Some people voted for immigration control. Some people voted to cut off payments to the EU. Some voted in order to deregulate. Some voted against technocracy. Some voted for absolute sovereignty. Some voted simply because they hate the EU. Some voted mainly because they hate our politicians and the establishment. Some voted against globalisation. Some voted for more of it.

So how do you reconcile all these conflicting opinions and how do you produce a Brexit that is sufficiently brexity to satisfy the masses while preserving good relations with our allies?

In this, ignorance reigns supreme. Nobody really has a cost effective idea how to reduce immigration. There are only marginal gains to be had from deregulation, everything falls to pieces if you don't have technocracy and in this age of global regulatory harmonisation there is no such thing as absolute sovereignty.

I would venture that voting to leave because you hate the EU is a perfectly valid reason. There isn't much to like about it or its advocates. But then having dealt with most kind of leavers who seem to take pride in the ignorance it s difficult not to despise both sides of the argument.

What's worse is that every stupid assertion requires a detailed and technical rebuttal. In this nobody really wants to know. All they know is they want Brexit as soon as possible yet nobody as yet knows what that is supposed to look like.

The problem is that most people imagine Brexit means going back to that state of independence that existed before the EU. I don't want to be patronising and say people want to wind the clock back but they do want things to be a certain way in a way they can never be again. Supply chains have become ever more sophisticated and integrated where there is simply no value in divergence. Internet has brought people places and things closer. We could dismantle the EU and erase it entirely but the world would still have to turn and it would still require cross border governance in place of the EU.

If it be the case that people want the simplest and most literal Brexit possible then that would be to simply move into the EEA and leave as much in tact as possible. That would on paper accomplish Brexit. And who is going to argue? But then people also want political change. People want a Brexit that is more than just Brexit on paper.

So how is that defined? How much integration do we want, what are we willing to pay for it and what are we willing to sacrifice to have our cake and eat it. Everybody enjoys the product of free movement of goods and services yet politically they oppose it.

________________

■ WHAT YOU WILL DO:
Reproduce the Brexit commentary above in full, word for word.

Bounding box annotation entries:
________________

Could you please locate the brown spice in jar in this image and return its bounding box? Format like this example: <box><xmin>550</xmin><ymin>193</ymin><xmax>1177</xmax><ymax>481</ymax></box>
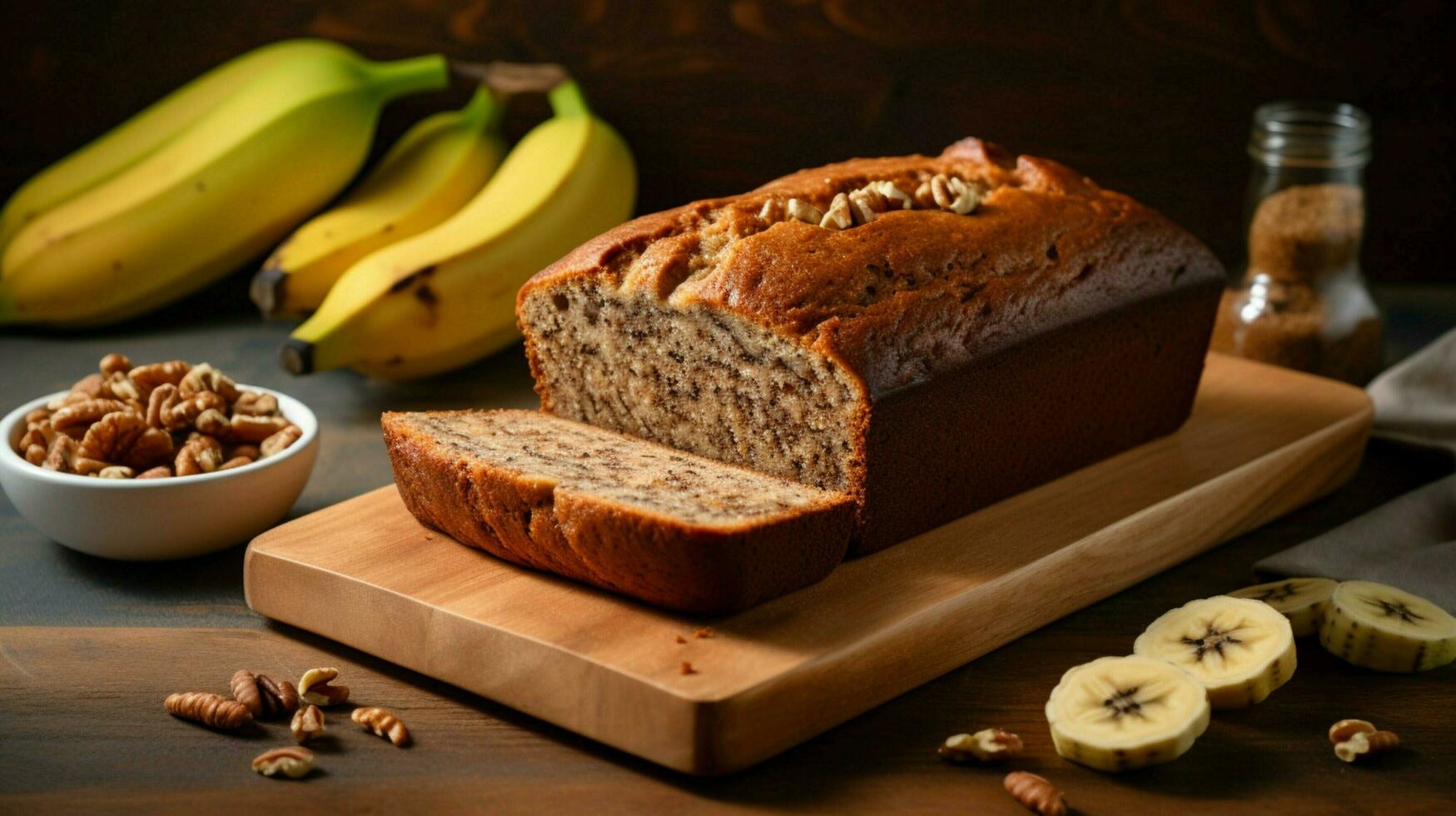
<box><xmin>1250</xmin><ymin>184</ymin><xmax>1364</xmax><ymax>283</ymax></box>
<box><xmin>1211</xmin><ymin>184</ymin><xmax>1384</xmax><ymax>385</ymax></box>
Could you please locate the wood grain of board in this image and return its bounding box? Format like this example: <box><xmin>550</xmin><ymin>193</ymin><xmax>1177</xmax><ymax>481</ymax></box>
<box><xmin>245</xmin><ymin>356</ymin><xmax>1370</xmax><ymax>775</ymax></box>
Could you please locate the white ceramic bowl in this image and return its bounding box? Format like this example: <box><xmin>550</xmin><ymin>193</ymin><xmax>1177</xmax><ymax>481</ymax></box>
<box><xmin>0</xmin><ymin>385</ymin><xmax>319</xmax><ymax>561</ymax></box>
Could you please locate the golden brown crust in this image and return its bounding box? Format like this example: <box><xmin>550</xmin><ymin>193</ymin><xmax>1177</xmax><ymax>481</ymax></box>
<box><xmin>381</xmin><ymin>412</ymin><xmax>853</xmax><ymax>614</ymax></box>
<box><xmin>519</xmin><ymin>138</ymin><xmax>1225</xmax><ymax>552</ymax></box>
<box><xmin>519</xmin><ymin>138</ymin><xmax>1223</xmax><ymax>399</ymax></box>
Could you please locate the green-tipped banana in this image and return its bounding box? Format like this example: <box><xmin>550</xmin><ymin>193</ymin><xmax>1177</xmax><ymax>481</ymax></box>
<box><xmin>0</xmin><ymin>52</ymin><xmax>449</xmax><ymax>325</ymax></box>
<box><xmin>0</xmin><ymin>39</ymin><xmax>352</xmax><ymax>251</ymax></box>
<box><xmin>1229</xmin><ymin>579</ymin><xmax>1335</xmax><ymax>637</ymax></box>
<box><xmin>282</xmin><ymin>82</ymin><xmax>636</xmax><ymax>379</ymax></box>
<box><xmin>252</xmin><ymin>86</ymin><xmax>505</xmax><ymax>316</ymax></box>
<box><xmin>1319</xmin><ymin>581</ymin><xmax>1456</xmax><ymax>672</ymax></box>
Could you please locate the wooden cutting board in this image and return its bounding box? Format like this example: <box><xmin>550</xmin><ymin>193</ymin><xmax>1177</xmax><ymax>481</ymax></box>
<box><xmin>245</xmin><ymin>354</ymin><xmax>1372</xmax><ymax>774</ymax></box>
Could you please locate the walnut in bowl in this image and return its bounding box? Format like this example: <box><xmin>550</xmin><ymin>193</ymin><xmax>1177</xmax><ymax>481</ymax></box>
<box><xmin>0</xmin><ymin>356</ymin><xmax>319</xmax><ymax>561</ymax></box>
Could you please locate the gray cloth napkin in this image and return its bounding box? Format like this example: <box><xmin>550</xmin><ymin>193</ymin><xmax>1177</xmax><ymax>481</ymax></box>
<box><xmin>1254</xmin><ymin>330</ymin><xmax>1456</xmax><ymax>612</ymax></box>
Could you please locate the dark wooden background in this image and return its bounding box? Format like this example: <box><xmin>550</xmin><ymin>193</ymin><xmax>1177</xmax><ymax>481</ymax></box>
<box><xmin>0</xmin><ymin>0</ymin><xmax>1456</xmax><ymax>281</ymax></box>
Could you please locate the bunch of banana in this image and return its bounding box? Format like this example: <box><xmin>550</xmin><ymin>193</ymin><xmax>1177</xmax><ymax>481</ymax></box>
<box><xmin>1319</xmin><ymin>581</ymin><xmax>1456</xmax><ymax>672</ymax></box>
<box><xmin>1229</xmin><ymin>579</ymin><xmax>1337</xmax><ymax>637</ymax></box>
<box><xmin>1047</xmin><ymin>656</ymin><xmax>1209</xmax><ymax>771</ymax></box>
<box><xmin>0</xmin><ymin>39</ymin><xmax>352</xmax><ymax>251</ymax></box>
<box><xmin>282</xmin><ymin>82</ymin><xmax>636</xmax><ymax>379</ymax></box>
<box><xmin>1133</xmin><ymin>595</ymin><xmax>1296</xmax><ymax>709</ymax></box>
<box><xmin>0</xmin><ymin>42</ymin><xmax>449</xmax><ymax>325</ymax></box>
<box><xmin>251</xmin><ymin>86</ymin><xmax>505</xmax><ymax>318</ymax></box>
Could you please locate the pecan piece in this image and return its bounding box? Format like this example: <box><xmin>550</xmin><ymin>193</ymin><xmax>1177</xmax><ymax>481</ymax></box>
<box><xmin>937</xmin><ymin>729</ymin><xmax>1022</xmax><ymax>765</ymax></box>
<box><xmin>258</xmin><ymin>425</ymin><xmax>303</xmax><ymax>459</ymax></box>
<box><xmin>72</xmin><ymin>375</ymin><xmax>107</xmax><ymax>398</ymax></box>
<box><xmin>1335</xmin><ymin>732</ymin><xmax>1401</xmax><ymax>762</ymax></box>
<box><xmin>101</xmin><ymin>351</ymin><xmax>131</xmax><ymax>377</ymax></box>
<box><xmin>288</xmin><ymin>703</ymin><xmax>328</xmax><ymax>744</ymax></box>
<box><xmin>1001</xmin><ymin>771</ymin><xmax>1067</xmax><ymax>816</ymax></box>
<box><xmin>192</xmin><ymin>408</ymin><xmax>233</xmax><ymax>439</ymax></box>
<box><xmin>783</xmin><ymin>198</ymin><xmax>824</xmax><ymax>225</ymax></box>
<box><xmin>229</xmin><ymin>669</ymin><xmax>264</xmax><ymax>719</ymax></box>
<box><xmin>229</xmin><ymin>414</ymin><xmax>293</xmax><ymax>447</ymax></box>
<box><xmin>931</xmin><ymin>173</ymin><xmax>981</xmax><ymax>216</ymax></box>
<box><xmin>299</xmin><ymin>669</ymin><xmax>350</xmax><ymax>705</ymax></box>
<box><xmin>101</xmin><ymin>371</ymin><xmax>142</xmax><ymax>401</ymax></box>
<box><xmin>51</xmin><ymin>398</ymin><xmax>131</xmax><ymax>430</ymax></box>
<box><xmin>78</xmin><ymin>411</ymin><xmax>171</xmax><ymax>470</ymax></box>
<box><xmin>820</xmin><ymin>192</ymin><xmax>855</xmax><ymax>229</ymax></box>
<box><xmin>72</xmin><ymin>456</ymin><xmax>112</xmax><ymax>476</ymax></box>
<box><xmin>41</xmin><ymin>435</ymin><xmax>77</xmax><ymax>474</ymax></box>
<box><xmin>162</xmin><ymin>391</ymin><xmax>227</xmax><ymax>430</ymax></box>
<box><xmin>350</xmin><ymin>705</ymin><xmax>409</xmax><ymax>748</ymax></box>
<box><xmin>127</xmin><ymin>360</ymin><xmax>191</xmax><ymax>394</ymax></box>
<box><xmin>173</xmin><ymin>435</ymin><xmax>222</xmax><ymax>475</ymax></box>
<box><xmin>165</xmin><ymin>691</ymin><xmax>252</xmax><ymax>729</ymax></box>
<box><xmin>45</xmin><ymin>393</ymin><xmax>92</xmax><ymax>411</ymax></box>
<box><xmin>258</xmin><ymin>674</ymin><xmax>300</xmax><ymax>714</ymax></box>
<box><xmin>1329</xmin><ymin>720</ymin><xmax>1376</xmax><ymax>744</ymax></box>
<box><xmin>147</xmin><ymin>383</ymin><xmax>182</xmax><ymax>431</ymax></box>
<box><xmin>233</xmin><ymin>391</ymin><xmax>278</xmax><ymax>417</ymax></box>
<box><xmin>229</xmin><ymin>445</ymin><xmax>264</xmax><ymax>459</ymax></box>
<box><xmin>253</xmin><ymin>746</ymin><xmax>313</xmax><ymax>779</ymax></box>
<box><xmin>177</xmin><ymin>363</ymin><xmax>237</xmax><ymax>406</ymax></box>
<box><xmin>19</xmin><ymin>420</ymin><xmax>55</xmax><ymax>450</ymax></box>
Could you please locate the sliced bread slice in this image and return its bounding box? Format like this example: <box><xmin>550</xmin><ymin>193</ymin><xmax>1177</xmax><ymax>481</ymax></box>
<box><xmin>383</xmin><ymin>411</ymin><xmax>855</xmax><ymax>614</ymax></box>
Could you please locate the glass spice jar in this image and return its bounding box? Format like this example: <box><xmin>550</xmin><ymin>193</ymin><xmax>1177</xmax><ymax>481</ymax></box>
<box><xmin>1213</xmin><ymin>102</ymin><xmax>1384</xmax><ymax>385</ymax></box>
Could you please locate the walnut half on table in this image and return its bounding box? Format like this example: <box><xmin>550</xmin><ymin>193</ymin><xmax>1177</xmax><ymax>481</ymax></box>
<box><xmin>16</xmin><ymin>353</ymin><xmax>303</xmax><ymax>480</ymax></box>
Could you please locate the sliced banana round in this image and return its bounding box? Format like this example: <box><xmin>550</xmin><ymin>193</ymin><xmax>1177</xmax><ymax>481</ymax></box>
<box><xmin>1047</xmin><ymin>656</ymin><xmax>1209</xmax><ymax>771</ymax></box>
<box><xmin>1319</xmin><ymin>581</ymin><xmax>1456</xmax><ymax>672</ymax></box>
<box><xmin>1133</xmin><ymin>595</ymin><xmax>1294</xmax><ymax>709</ymax></box>
<box><xmin>1229</xmin><ymin>579</ymin><xmax>1339</xmax><ymax>637</ymax></box>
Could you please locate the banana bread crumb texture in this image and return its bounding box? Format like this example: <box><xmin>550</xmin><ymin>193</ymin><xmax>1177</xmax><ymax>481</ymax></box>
<box><xmin>383</xmin><ymin>411</ymin><xmax>853</xmax><ymax>612</ymax></box>
<box><xmin>517</xmin><ymin>138</ymin><xmax>1223</xmax><ymax>552</ymax></box>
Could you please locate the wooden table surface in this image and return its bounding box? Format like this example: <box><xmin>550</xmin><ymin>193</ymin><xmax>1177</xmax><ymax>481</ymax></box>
<box><xmin>0</xmin><ymin>281</ymin><xmax>1456</xmax><ymax>814</ymax></box>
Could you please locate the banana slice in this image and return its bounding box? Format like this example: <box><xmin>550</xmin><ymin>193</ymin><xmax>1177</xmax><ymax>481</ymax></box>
<box><xmin>1319</xmin><ymin>581</ymin><xmax>1456</xmax><ymax>672</ymax></box>
<box><xmin>1133</xmin><ymin>595</ymin><xmax>1294</xmax><ymax>709</ymax></box>
<box><xmin>1047</xmin><ymin>656</ymin><xmax>1209</xmax><ymax>771</ymax></box>
<box><xmin>1229</xmin><ymin>579</ymin><xmax>1338</xmax><ymax>637</ymax></box>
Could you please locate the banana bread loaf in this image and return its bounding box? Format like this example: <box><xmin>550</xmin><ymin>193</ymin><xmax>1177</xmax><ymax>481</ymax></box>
<box><xmin>517</xmin><ymin>138</ymin><xmax>1223</xmax><ymax>552</ymax></box>
<box><xmin>383</xmin><ymin>411</ymin><xmax>853</xmax><ymax>614</ymax></box>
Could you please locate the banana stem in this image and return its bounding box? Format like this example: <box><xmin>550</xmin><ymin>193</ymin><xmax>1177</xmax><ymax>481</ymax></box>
<box><xmin>370</xmin><ymin>54</ymin><xmax>450</xmax><ymax>99</ymax></box>
<box><xmin>546</xmin><ymin>80</ymin><xmax>591</xmax><ymax>117</ymax></box>
<box><xmin>450</xmin><ymin>60</ymin><xmax>571</xmax><ymax>93</ymax></box>
<box><xmin>465</xmin><ymin>85</ymin><xmax>505</xmax><ymax>130</ymax></box>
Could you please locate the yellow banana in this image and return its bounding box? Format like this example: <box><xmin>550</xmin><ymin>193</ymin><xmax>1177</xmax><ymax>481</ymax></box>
<box><xmin>0</xmin><ymin>54</ymin><xmax>449</xmax><ymax>325</ymax></box>
<box><xmin>282</xmin><ymin>82</ymin><xmax>636</xmax><ymax>379</ymax></box>
<box><xmin>0</xmin><ymin>39</ymin><xmax>352</xmax><ymax>251</ymax></box>
<box><xmin>251</xmin><ymin>86</ymin><xmax>505</xmax><ymax>316</ymax></box>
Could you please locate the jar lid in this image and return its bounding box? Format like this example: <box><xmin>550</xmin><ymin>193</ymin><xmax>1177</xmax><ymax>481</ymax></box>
<box><xmin>1250</xmin><ymin>101</ymin><xmax>1372</xmax><ymax>169</ymax></box>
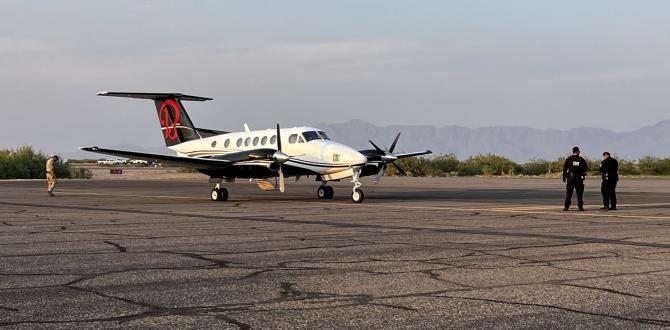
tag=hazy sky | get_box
[0,0,670,152]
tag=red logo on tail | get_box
[158,100,181,141]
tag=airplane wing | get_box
[80,147,276,169]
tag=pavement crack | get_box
[216,314,251,330]
[436,295,670,326]
[0,306,19,312]
[561,283,645,299]
[104,241,127,253]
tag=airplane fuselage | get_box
[170,127,367,181]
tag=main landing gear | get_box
[210,183,228,201]
[316,183,335,199]
[351,167,365,203]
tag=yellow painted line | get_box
[40,190,670,220]
[54,190,202,199]
[496,203,670,210]
[305,202,670,220]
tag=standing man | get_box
[563,147,589,211]
[47,155,58,196]
[600,151,619,211]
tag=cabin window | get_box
[288,134,298,144]
[318,131,331,140]
[302,131,321,142]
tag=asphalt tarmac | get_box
[0,178,670,329]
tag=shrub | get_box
[522,159,560,175]
[0,147,70,179]
[639,156,670,175]
[459,154,523,175]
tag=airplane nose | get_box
[352,151,368,165]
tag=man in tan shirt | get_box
[47,155,58,196]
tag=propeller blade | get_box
[372,164,386,183]
[391,163,407,176]
[279,165,286,192]
[389,132,401,153]
[368,140,386,155]
[277,123,281,151]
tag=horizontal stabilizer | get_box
[395,150,433,159]
[98,92,213,101]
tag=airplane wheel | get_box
[316,186,335,199]
[316,186,328,199]
[210,188,228,201]
[351,189,365,203]
[324,186,335,199]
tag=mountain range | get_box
[63,120,670,163]
[316,120,670,163]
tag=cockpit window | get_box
[319,131,330,140]
[302,131,321,142]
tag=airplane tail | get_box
[98,92,212,147]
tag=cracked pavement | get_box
[0,177,670,329]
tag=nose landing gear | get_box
[210,183,228,201]
[316,185,335,199]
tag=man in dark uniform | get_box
[600,151,619,210]
[563,147,589,211]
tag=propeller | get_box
[272,123,291,192]
[368,132,407,183]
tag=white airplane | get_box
[80,92,431,203]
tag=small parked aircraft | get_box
[80,92,431,203]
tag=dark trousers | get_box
[600,180,616,209]
[565,180,584,209]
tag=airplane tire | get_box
[316,186,328,199]
[219,188,228,201]
[324,186,335,199]
[210,188,228,201]
[351,189,365,203]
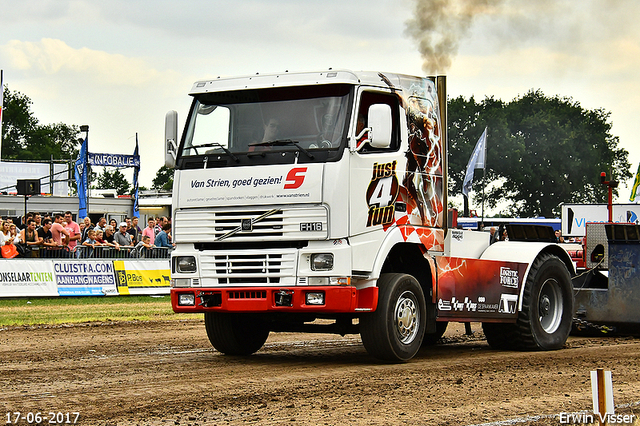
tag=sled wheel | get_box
[204,312,269,355]
[360,274,427,362]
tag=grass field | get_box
[0,296,199,327]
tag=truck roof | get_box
[189,69,430,95]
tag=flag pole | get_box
[0,70,4,161]
[482,127,487,225]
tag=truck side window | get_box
[355,92,400,153]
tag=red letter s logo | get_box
[284,167,307,189]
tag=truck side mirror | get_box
[164,111,178,169]
[368,104,392,148]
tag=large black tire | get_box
[360,274,427,362]
[204,312,269,355]
[482,254,573,350]
[422,321,449,347]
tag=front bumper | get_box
[171,286,378,313]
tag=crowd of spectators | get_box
[0,211,174,258]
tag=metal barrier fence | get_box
[20,246,171,259]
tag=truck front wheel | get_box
[482,254,573,350]
[204,312,269,355]
[360,274,427,362]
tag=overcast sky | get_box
[0,0,640,202]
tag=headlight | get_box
[176,256,196,272]
[178,293,196,306]
[311,253,333,271]
[305,291,324,305]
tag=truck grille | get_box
[200,249,296,288]
[173,206,328,243]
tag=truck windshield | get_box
[178,84,352,168]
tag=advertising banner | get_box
[436,256,527,319]
[113,260,171,295]
[177,164,323,207]
[89,152,140,167]
[562,204,640,237]
[0,259,58,297]
[53,260,118,296]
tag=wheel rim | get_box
[394,291,420,345]
[538,278,562,334]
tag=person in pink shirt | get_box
[142,218,156,245]
[64,211,82,250]
[51,213,69,247]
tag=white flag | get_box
[462,127,487,197]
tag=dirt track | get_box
[0,320,640,426]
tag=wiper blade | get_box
[249,139,315,160]
[189,142,240,163]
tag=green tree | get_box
[93,167,131,195]
[151,166,173,191]
[2,87,80,161]
[448,90,631,217]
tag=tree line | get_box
[2,86,631,217]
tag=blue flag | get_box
[462,127,487,197]
[629,164,640,202]
[133,133,140,217]
[75,135,89,218]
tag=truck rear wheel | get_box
[204,312,269,355]
[482,254,573,350]
[360,274,427,362]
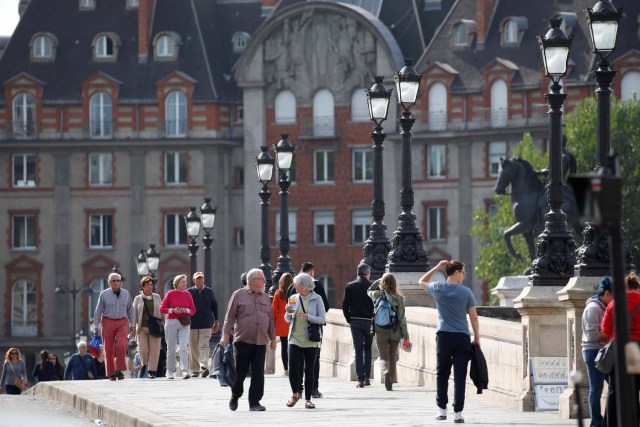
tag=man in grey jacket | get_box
[582,276,613,427]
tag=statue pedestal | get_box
[513,286,567,411]
[558,276,600,418]
[393,272,436,308]
[491,276,529,307]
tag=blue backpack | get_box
[373,292,398,330]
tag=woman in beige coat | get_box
[133,276,164,378]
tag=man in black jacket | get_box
[187,271,220,377]
[342,264,373,388]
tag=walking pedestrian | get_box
[218,268,276,411]
[342,263,373,388]
[418,260,480,423]
[93,273,136,381]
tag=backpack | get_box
[373,292,398,330]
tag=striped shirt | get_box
[93,288,136,328]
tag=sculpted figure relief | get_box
[264,10,376,97]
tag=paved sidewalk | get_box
[29,375,577,427]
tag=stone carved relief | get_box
[264,9,376,99]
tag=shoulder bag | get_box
[594,304,640,374]
[298,295,322,342]
[142,299,164,338]
[9,361,29,390]
[78,354,96,380]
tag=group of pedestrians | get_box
[91,272,219,381]
[582,272,640,427]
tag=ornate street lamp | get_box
[531,19,576,286]
[255,146,275,289]
[361,76,393,279]
[576,1,634,277]
[200,197,217,287]
[273,133,295,283]
[387,58,429,272]
[54,280,93,350]
[184,206,202,282]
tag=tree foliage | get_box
[566,97,640,265]
[470,133,548,302]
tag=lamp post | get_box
[184,206,202,281]
[361,76,393,279]
[54,280,93,350]
[387,58,429,272]
[200,197,217,287]
[531,19,576,286]
[576,1,634,277]
[135,243,160,280]
[255,146,276,289]
[273,134,295,283]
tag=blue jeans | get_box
[582,348,608,427]
[350,319,373,381]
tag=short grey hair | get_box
[293,273,316,291]
[358,263,371,277]
[247,268,264,283]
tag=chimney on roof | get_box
[476,0,497,45]
[138,0,155,63]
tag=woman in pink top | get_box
[160,274,196,380]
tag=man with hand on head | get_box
[219,268,276,411]
[418,260,480,423]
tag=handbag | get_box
[142,301,164,338]
[298,295,322,342]
[594,304,640,374]
[9,362,29,390]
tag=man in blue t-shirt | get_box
[418,260,480,423]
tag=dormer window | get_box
[155,32,181,60]
[451,19,476,47]
[30,34,58,61]
[231,31,251,53]
[79,0,96,10]
[501,16,529,46]
[93,33,120,61]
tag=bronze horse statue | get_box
[494,157,582,260]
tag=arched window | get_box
[429,83,447,130]
[87,277,109,324]
[313,89,335,136]
[620,71,640,101]
[11,279,38,337]
[12,93,36,138]
[351,88,370,122]
[491,79,509,128]
[90,92,113,138]
[453,23,468,46]
[156,34,176,58]
[31,36,53,59]
[165,90,187,137]
[275,90,296,124]
[318,276,336,308]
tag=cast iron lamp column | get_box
[255,146,275,290]
[387,58,429,272]
[531,19,576,286]
[200,197,218,288]
[361,76,393,280]
[576,1,634,277]
[273,134,295,283]
[184,206,202,283]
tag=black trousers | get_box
[436,332,471,412]
[231,342,267,407]
[289,344,319,400]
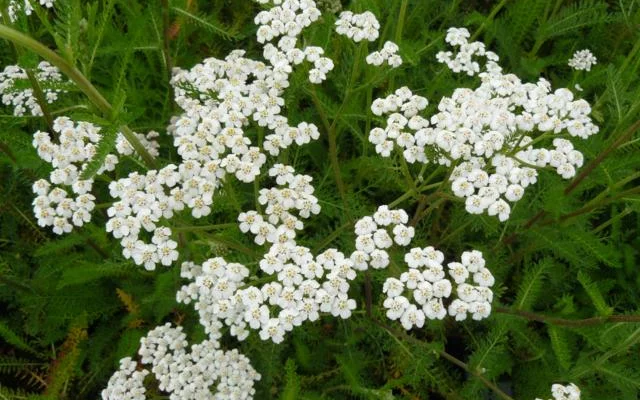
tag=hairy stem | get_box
[0,24,156,168]
[494,307,640,328]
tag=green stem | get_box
[494,307,640,328]
[0,24,156,168]
[469,0,509,42]
[371,318,514,400]
[171,222,238,232]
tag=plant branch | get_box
[0,24,156,168]
[494,307,640,328]
[371,318,514,400]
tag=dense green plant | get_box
[0,0,640,399]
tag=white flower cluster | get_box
[33,117,157,235]
[102,323,260,400]
[0,61,63,117]
[316,0,342,14]
[102,0,330,270]
[102,357,149,400]
[369,87,429,163]
[255,0,334,83]
[436,28,500,76]
[350,205,415,271]
[382,246,495,330]
[569,49,598,71]
[177,164,356,343]
[366,41,402,68]
[336,11,380,43]
[106,166,185,270]
[369,28,598,221]
[0,0,55,22]
[536,383,580,400]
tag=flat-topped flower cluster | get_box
[369,28,598,221]
[16,0,598,400]
[33,117,158,235]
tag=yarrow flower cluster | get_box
[569,49,598,71]
[369,87,429,164]
[255,0,334,83]
[0,61,64,117]
[536,383,580,400]
[316,0,342,14]
[102,0,330,270]
[2,0,55,22]
[102,323,260,400]
[369,28,598,221]
[33,117,157,235]
[177,164,356,343]
[382,246,495,330]
[350,205,415,271]
[79,0,584,400]
[336,11,380,43]
[436,28,500,76]
[366,41,402,68]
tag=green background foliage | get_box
[0,0,640,400]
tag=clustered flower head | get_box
[316,0,342,14]
[81,0,597,400]
[177,164,356,343]
[436,28,500,76]
[382,246,495,330]
[0,61,64,117]
[369,28,598,221]
[336,11,380,43]
[102,323,260,400]
[536,383,580,400]
[569,49,598,71]
[0,0,55,22]
[366,41,402,68]
[369,87,429,163]
[255,0,334,83]
[107,0,330,270]
[350,205,415,271]
[33,117,157,235]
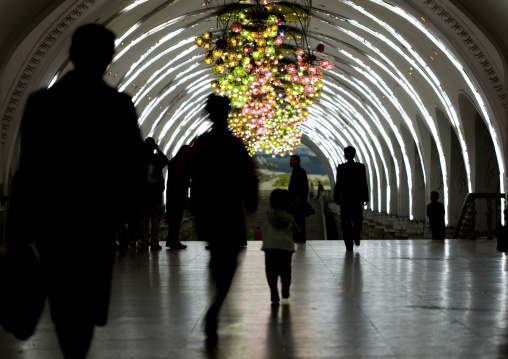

________________

■ EXPECTED ANSWER:
Some people voted for immigration control. Some people voted to cut off payments to the EU. Some voted in order to deregulate. Some voted against technocracy. Some voted for absolute sovereignty. Some voted simply because they hate the EU. Some voted mainly because they hate our politicians and the establishment. Some voted against globalisation. Some voted for more of it.

So how do you reconcile all these conflicting opinions and how do you produce a Brexit that is sufficiently brexity to satisfy the masses while preserving good relations with our allies?

In this, ignorance reigns supreme. Nobody really has a cost effective idea how to reduce immigration. There are only marginal gains to be had from deregulation, everything falls to pieces if you don't have technocracy and in this age of global regulatory harmonisation there is no such thing as absolute sovereignty.

I would venture that voting to leave because you hate the EU is a perfectly valid reason. There isn't much to like about it or its advocates. But then having dealt with most kind of leavers who seem to take pride in the ignorance it s difficult not to despise both sides of the argument.

What's worse is that every stupid assertion requires a detailed and technical rebuttal. In this nobody really wants to know. All they know is they want Brexit as soon as possible yet nobody as yet knows what that is supposed to look like.

The problem is that most people imagine Brexit means going back to that state of independence that existed before the EU. I don't want to be patronising and say people want to wind the clock back but they do want things to be a certain way in a way they can never be again. Supply chains have become ever more sophisticated and integrated where there is simply no value in divergence. Internet has brought people places and things closer. We could dismantle the EU and erase it entirely but the world would still have to turn and it would still require cross border governance in place of the EU.

If it be the case that people want the simplest and most literal Brexit possible then that would be to simply move into the EEA and leave as much in tact as possible. That would on paper accomplish Brexit. And who is going to argue? But then people also want political change. People want a Brexit that is more than just Brexit on paper.

So how is that defined? How much integration do we want, what are we willing to pay for it and what are we willing to sacrifice to have our cake and eat it. Everybody enjoys the product of free movement of goods and services yet politically they oppose it.